» **Exercise description**
Format the lines from the one containing "Could you please locate the green tent" through the end of the items as a JSON list of strings, one string per line, leaving out any blank lines.
--- START Record set ---
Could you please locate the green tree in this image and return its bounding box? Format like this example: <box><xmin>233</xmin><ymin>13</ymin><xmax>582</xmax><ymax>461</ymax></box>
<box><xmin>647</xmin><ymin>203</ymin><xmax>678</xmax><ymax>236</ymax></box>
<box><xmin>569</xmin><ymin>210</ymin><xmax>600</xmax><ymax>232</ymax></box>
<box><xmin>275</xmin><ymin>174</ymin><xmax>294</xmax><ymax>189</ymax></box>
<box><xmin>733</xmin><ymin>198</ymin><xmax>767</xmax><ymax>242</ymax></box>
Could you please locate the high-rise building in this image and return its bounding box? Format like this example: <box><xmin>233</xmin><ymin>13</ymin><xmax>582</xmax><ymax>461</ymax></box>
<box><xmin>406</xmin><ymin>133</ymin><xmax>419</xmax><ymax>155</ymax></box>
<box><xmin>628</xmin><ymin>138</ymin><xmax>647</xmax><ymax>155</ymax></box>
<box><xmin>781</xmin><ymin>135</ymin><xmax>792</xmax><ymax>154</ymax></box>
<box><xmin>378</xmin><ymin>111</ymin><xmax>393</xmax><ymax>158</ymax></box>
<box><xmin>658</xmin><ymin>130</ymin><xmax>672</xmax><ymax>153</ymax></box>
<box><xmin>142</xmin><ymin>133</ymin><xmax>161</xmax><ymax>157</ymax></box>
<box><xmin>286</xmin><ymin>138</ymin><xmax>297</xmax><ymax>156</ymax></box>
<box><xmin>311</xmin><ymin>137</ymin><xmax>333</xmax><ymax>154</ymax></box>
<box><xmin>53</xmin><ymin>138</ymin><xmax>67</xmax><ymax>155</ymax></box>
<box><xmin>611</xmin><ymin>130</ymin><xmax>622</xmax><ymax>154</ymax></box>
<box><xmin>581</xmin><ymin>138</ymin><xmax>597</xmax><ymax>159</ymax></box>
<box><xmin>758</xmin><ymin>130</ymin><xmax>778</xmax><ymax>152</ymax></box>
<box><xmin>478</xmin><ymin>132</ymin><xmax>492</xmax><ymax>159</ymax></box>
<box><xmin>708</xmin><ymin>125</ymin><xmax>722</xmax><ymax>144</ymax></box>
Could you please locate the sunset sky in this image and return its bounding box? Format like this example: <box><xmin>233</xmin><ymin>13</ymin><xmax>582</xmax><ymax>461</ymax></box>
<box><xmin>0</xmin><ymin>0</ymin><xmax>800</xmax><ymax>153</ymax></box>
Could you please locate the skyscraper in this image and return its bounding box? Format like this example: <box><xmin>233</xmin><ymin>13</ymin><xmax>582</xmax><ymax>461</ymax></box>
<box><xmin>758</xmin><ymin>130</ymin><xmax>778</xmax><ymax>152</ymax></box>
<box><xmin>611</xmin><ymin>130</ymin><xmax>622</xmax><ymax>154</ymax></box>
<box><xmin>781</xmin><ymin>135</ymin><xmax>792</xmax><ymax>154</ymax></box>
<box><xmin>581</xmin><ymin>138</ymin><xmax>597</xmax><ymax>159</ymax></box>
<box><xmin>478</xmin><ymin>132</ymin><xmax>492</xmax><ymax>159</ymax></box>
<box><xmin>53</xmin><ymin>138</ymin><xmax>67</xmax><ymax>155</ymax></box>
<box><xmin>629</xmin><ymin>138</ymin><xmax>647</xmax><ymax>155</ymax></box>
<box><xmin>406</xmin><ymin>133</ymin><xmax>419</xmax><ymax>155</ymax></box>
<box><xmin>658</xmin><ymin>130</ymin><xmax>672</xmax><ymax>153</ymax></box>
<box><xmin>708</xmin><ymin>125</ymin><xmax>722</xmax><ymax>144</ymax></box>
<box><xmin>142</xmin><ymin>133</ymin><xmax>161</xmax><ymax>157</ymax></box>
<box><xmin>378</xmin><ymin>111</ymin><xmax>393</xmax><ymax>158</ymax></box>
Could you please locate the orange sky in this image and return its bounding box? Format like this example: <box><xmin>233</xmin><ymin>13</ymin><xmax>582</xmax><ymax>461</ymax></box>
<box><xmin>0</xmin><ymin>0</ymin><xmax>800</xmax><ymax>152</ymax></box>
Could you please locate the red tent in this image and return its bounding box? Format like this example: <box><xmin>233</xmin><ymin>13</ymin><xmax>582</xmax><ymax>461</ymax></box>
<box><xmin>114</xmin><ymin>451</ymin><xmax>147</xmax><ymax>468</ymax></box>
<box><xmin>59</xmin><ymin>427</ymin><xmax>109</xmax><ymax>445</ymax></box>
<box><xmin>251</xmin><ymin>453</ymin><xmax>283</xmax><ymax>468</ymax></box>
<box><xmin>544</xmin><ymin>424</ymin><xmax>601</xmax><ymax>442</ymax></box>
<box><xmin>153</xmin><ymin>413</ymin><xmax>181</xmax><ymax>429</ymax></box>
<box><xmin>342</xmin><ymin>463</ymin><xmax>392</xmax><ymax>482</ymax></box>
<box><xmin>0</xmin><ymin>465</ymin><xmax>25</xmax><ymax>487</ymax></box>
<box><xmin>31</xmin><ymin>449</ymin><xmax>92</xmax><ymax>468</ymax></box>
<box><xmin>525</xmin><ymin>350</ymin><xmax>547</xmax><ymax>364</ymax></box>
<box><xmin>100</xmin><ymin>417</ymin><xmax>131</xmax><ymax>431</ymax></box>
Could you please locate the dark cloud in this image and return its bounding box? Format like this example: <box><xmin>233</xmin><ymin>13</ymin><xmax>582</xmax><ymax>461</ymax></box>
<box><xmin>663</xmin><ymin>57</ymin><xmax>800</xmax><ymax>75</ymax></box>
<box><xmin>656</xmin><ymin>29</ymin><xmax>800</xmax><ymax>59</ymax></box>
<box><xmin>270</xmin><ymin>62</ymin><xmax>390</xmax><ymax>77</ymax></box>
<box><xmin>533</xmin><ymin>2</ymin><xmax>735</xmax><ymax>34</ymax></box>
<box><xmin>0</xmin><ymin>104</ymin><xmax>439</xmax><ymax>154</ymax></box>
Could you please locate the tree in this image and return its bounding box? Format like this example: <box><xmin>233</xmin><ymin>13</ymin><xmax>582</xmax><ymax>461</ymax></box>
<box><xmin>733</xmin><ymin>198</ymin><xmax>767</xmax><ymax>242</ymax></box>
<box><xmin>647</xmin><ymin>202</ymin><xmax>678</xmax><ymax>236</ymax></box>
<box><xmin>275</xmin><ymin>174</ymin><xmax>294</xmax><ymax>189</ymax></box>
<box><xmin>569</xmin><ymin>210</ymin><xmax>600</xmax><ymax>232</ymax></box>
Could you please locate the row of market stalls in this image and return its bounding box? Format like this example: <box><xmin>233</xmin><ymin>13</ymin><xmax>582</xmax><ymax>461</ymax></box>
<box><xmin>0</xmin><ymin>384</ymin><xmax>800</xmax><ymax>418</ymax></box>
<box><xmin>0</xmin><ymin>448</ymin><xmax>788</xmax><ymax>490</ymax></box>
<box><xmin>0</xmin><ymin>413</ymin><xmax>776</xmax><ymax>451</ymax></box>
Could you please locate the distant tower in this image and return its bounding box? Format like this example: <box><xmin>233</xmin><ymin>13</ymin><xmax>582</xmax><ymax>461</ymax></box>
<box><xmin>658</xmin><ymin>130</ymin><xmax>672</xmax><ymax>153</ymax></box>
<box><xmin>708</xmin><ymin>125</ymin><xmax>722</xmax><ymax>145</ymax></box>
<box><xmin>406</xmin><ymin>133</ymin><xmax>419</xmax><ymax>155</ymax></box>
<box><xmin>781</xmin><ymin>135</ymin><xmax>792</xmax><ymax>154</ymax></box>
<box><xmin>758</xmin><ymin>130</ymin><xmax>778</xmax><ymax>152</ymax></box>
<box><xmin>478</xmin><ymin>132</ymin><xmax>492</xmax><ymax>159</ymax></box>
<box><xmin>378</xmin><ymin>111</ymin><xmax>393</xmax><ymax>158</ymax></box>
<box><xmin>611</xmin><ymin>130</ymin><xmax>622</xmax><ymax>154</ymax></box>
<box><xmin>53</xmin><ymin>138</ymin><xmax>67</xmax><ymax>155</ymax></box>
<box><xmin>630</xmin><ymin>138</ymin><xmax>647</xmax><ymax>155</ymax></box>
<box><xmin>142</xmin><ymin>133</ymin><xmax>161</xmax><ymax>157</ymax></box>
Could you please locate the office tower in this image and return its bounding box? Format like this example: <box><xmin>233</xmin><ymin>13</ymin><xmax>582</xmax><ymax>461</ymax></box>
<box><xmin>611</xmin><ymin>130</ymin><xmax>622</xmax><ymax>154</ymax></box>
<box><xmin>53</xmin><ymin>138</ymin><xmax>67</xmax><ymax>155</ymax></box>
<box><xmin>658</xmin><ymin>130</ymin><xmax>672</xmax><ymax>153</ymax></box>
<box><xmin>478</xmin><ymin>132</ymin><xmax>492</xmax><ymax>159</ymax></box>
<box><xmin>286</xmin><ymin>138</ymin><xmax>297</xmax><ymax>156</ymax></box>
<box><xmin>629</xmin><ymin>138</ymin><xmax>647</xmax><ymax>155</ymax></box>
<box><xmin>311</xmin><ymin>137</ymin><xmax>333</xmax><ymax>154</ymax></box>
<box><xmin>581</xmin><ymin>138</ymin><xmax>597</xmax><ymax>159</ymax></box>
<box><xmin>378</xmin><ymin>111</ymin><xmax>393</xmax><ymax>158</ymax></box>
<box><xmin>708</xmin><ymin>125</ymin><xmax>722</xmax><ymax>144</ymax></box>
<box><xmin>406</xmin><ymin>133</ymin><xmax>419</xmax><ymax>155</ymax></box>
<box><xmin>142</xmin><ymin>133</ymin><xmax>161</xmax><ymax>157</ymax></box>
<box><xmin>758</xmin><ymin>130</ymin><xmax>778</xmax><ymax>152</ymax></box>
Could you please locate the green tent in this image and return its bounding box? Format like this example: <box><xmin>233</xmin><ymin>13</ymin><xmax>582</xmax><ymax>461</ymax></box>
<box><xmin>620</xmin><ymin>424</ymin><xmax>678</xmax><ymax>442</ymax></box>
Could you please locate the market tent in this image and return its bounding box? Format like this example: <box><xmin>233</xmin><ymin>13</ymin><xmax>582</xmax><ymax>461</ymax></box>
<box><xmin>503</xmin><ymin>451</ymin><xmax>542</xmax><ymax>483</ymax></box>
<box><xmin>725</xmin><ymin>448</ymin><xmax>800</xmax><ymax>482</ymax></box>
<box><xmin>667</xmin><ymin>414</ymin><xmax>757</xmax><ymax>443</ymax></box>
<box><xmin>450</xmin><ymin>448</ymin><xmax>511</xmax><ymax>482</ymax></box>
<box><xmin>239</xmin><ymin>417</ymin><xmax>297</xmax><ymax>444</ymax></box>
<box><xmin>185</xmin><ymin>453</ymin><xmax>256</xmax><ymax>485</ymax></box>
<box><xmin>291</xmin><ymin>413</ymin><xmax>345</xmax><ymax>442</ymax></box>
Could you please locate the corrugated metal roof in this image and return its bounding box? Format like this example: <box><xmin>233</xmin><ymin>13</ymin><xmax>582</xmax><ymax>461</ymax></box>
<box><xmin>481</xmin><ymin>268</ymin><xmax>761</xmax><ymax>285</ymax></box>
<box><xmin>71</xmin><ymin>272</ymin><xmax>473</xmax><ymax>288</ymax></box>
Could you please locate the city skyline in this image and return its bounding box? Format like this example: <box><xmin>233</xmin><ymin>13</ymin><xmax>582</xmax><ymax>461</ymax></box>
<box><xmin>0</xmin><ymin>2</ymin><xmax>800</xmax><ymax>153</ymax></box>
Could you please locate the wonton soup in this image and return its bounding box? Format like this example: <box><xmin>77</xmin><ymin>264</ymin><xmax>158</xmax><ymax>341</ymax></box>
--- END Record set ---
» **Response to this task**
[
  "Could you please locate the green tent in this image and return its bounding box? Format like this example: <box><xmin>233</xmin><ymin>13</ymin><xmax>582</xmax><ymax>461</ymax></box>",
  "<box><xmin>620</xmin><ymin>424</ymin><xmax>678</xmax><ymax>442</ymax></box>",
  "Could you please locate the market tent in this image and return its bounding box? Format like this example: <box><xmin>233</xmin><ymin>13</ymin><xmax>582</xmax><ymax>461</ymax></box>",
  "<box><xmin>503</xmin><ymin>451</ymin><xmax>542</xmax><ymax>483</ymax></box>",
  "<box><xmin>725</xmin><ymin>448</ymin><xmax>800</xmax><ymax>482</ymax></box>",
  "<box><xmin>667</xmin><ymin>414</ymin><xmax>757</xmax><ymax>443</ymax></box>",
  "<box><xmin>450</xmin><ymin>448</ymin><xmax>511</xmax><ymax>482</ymax></box>",
  "<box><xmin>239</xmin><ymin>417</ymin><xmax>297</xmax><ymax>444</ymax></box>",
  "<box><xmin>185</xmin><ymin>453</ymin><xmax>256</xmax><ymax>485</ymax></box>",
  "<box><xmin>291</xmin><ymin>413</ymin><xmax>345</xmax><ymax>442</ymax></box>",
  "Could you please locate the corrugated metal roof in this image and return its bounding box? Format like this example: <box><xmin>233</xmin><ymin>13</ymin><xmax>582</xmax><ymax>461</ymax></box>",
  "<box><xmin>481</xmin><ymin>268</ymin><xmax>761</xmax><ymax>285</ymax></box>",
  "<box><xmin>71</xmin><ymin>272</ymin><xmax>473</xmax><ymax>288</ymax></box>",
  "Could you please locate the city skyline in this image and return its bounding box? Format like this example: <box><xmin>233</xmin><ymin>13</ymin><xmax>582</xmax><ymax>461</ymax></box>",
  "<box><xmin>0</xmin><ymin>2</ymin><xmax>800</xmax><ymax>153</ymax></box>",
  "Could you please locate the wonton soup in this image and return its bounding box? Format like this example: <box><xmin>77</xmin><ymin>264</ymin><xmax>158</xmax><ymax>341</ymax></box>"
]